Texte affiché |

★ ★ ★

À 34 ans, cette étoile montante de la politique issue du Parti socialiste, avant de devenir dès 2016 un des premiers fidèles d’Emmanuel Macron, devient le plus jeune premier ministre de la Ve République. Un titre détenu jusque-là par Laurent Fabius nommé à 37 ans par François Mitterrand en 1984.

Malgré sa faible expérience parlementaire et qu’il n’ait dirigé aucun ministère régalien, il était devenu depuis peu le ministre le plus populaire du gouvernement. Nommé à l’Éducation il y a six mois à peine, Gabriel Attal s’était fait remarquer en interdisant, à l’approbation générale, le port à l’école de l’abaya, une tenue traditionnelle musulmane. En faveur d’une restauration de l’autorité des enseignants, il avait évoqué le retour de l’uniforme et souhaité contrer le harcèlement scolaire grâce à des « cours d’empathie ».

★ ★ ★

Objectif |
Dites si chacune des affirmations suivantes concorde avec le texte sur Gabriel Attal, par oui ou par non, en citant mot pour mot les termes qui tranchent : (a) Laurent Fabius avait été nommé premier ministre à 37 ans ; (b) Gabriel Attal avait dirigé un ministère régalien avant sa nomination ; (c) Gabriel Attal avait été nommé à l’Éducation un an auparavant.

★ ★ ★

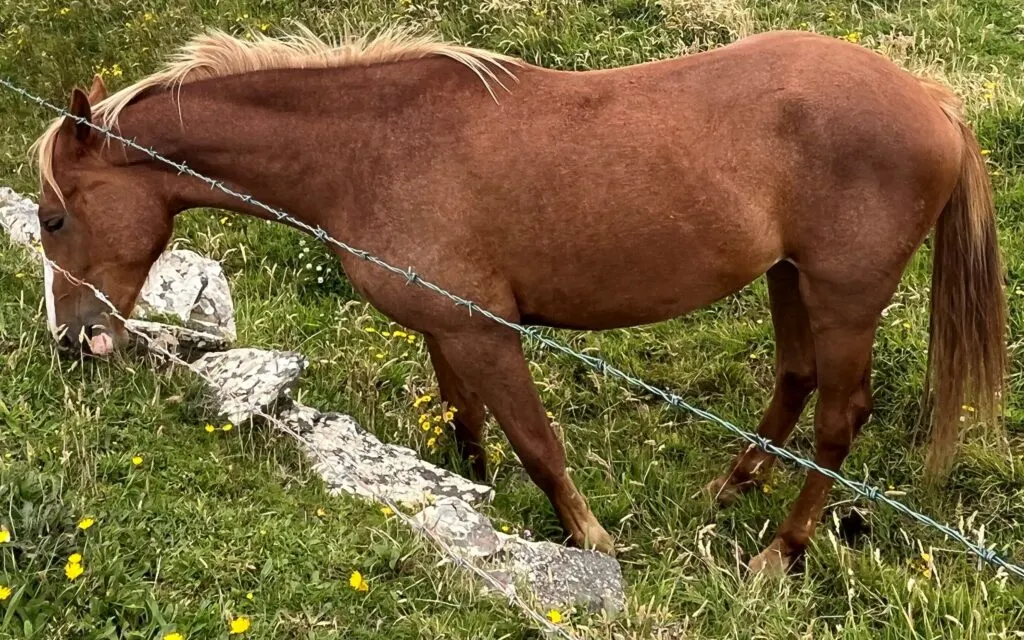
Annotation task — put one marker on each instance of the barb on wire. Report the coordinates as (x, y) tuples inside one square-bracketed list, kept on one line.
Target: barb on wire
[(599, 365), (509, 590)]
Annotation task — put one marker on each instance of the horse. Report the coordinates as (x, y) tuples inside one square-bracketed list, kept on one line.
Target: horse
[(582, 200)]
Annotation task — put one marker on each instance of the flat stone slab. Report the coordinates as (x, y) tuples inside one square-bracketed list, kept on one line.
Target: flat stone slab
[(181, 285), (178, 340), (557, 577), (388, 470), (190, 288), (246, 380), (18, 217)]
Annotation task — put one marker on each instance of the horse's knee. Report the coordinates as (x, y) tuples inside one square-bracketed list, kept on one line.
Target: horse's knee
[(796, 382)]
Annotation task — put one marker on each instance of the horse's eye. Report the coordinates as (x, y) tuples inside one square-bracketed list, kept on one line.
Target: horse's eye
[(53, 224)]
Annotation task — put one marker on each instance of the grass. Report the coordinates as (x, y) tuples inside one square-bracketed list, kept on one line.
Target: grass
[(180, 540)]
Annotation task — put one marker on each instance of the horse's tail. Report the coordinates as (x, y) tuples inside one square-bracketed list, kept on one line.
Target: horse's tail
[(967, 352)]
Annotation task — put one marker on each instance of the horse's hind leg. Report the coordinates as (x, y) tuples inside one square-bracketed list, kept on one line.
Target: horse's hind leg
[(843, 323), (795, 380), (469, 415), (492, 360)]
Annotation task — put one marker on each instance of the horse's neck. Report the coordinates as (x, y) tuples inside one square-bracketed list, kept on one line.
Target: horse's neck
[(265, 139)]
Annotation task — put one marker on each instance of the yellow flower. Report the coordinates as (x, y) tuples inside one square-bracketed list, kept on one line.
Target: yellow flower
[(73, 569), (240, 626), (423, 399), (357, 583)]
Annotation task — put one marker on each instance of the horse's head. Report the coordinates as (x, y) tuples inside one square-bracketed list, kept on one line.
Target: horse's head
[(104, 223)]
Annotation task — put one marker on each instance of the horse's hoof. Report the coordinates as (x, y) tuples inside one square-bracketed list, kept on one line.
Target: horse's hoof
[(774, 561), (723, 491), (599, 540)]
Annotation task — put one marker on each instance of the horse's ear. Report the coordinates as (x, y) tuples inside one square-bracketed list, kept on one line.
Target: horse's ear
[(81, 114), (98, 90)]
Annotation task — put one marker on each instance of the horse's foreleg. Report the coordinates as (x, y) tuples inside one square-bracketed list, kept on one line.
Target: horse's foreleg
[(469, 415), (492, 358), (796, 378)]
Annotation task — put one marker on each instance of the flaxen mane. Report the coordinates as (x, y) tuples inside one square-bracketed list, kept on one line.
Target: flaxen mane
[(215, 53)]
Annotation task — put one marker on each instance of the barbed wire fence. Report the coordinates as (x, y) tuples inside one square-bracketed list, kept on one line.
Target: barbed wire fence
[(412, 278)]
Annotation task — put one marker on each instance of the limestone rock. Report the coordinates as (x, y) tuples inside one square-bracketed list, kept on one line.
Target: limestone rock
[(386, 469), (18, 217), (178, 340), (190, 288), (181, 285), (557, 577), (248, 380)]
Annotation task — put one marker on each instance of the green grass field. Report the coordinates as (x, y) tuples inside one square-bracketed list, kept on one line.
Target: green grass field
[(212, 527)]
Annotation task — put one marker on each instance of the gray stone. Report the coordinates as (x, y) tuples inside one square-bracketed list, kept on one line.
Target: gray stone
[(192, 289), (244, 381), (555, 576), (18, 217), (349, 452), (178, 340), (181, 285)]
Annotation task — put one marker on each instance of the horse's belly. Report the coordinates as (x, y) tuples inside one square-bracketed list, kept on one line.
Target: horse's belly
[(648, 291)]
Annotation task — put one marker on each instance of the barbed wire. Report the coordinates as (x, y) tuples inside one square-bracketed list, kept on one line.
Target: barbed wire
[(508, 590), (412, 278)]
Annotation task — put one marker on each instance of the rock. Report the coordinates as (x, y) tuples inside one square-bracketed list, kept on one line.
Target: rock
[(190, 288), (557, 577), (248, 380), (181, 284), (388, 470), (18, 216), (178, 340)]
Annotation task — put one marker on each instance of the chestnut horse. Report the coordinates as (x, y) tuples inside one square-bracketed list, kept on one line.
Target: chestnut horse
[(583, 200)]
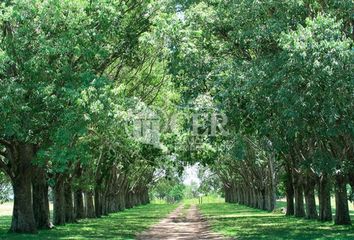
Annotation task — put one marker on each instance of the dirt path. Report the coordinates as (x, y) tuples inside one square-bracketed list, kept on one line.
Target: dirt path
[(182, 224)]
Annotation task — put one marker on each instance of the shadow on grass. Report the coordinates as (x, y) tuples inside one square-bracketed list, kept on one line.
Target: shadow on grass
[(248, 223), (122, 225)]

★ ★ ★

Réponse rédigée |
(a) Oui : « Laurent Fabius nommé à 37 ans par François Mitterrand en 1984 ».
(b) Non : « qu’il n’ait dirigé aucun ministère régalien ».
(c) Non : « Nommé à l’Éducation il y a six mois à peine ».